## WORK REQUEST
Please transcribe the passage on Kristaps Porzingis's return to Madison Square Garden, everything from "They booed him when" down to "protested, if at all.".

## EXTRACT TO READ
They booed him when he was drafted, thinking he wouldn’t be a star. They booed him — in raucous and sometimes ugly ways — when he came back as a member of the team he was traded to after he said he wanted to leave. The team barely protested, if at all.

Kristaps Porzingis, the former Knicks franchise cornerstone turned pariah, made his return to Madison Square Garden on Thursday night but in the uniform of Dallas, his new home after his shocking trade request last season sent him to the Mavericks. However, the game was almost an afterthought.

Knicks fans rained vitriol down on Porzingis from the moment he took the ball during the pregame layup line. As Syndee Winters, a Broadway performer, sang the national anthem, at least one Knicks fan audibly blared, “Go back to Latvia!” — Porzingis’s home country — while much of the arena was silent. Several others yelled “Traitor!”

“I don’t know if it’s fair or not,” Porzingis said after the game when asked whether he thought the boos were fair. “It’s what they know. It’s what they’ve heard. I don’t really think about that too much.”

He was asked again later and said: “It doesn’t really matter. I’m not going to win them over now.”

(Text-to-region grounding data)
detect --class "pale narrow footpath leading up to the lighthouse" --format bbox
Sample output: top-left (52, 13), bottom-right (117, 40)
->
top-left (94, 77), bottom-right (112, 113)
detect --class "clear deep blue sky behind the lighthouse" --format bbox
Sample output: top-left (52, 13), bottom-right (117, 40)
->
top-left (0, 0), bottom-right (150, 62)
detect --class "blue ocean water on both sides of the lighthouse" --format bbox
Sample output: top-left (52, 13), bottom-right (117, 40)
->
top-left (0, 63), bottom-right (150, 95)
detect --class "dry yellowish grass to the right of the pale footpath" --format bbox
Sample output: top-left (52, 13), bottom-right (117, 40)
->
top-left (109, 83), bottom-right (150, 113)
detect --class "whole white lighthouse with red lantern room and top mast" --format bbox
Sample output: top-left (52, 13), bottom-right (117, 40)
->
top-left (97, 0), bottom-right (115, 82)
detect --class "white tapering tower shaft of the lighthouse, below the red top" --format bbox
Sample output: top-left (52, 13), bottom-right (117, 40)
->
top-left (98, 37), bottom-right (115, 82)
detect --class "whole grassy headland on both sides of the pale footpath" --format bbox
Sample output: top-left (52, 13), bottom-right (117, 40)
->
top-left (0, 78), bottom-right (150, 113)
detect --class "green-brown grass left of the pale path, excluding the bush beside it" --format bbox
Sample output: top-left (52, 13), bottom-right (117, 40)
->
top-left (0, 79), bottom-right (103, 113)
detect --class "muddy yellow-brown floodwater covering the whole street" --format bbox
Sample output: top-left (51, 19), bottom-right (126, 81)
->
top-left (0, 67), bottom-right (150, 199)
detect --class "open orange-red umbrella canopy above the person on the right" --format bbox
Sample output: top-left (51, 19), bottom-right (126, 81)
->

## EXERCISE SOLUTION
They booed him when he was drafted, thinking he wouldn’t be a star. They booed him — in raucous and sometimes ugly ways — when he came back as a member of the team he was traded to after he said he wanted to leave. The team barely protested, if at all.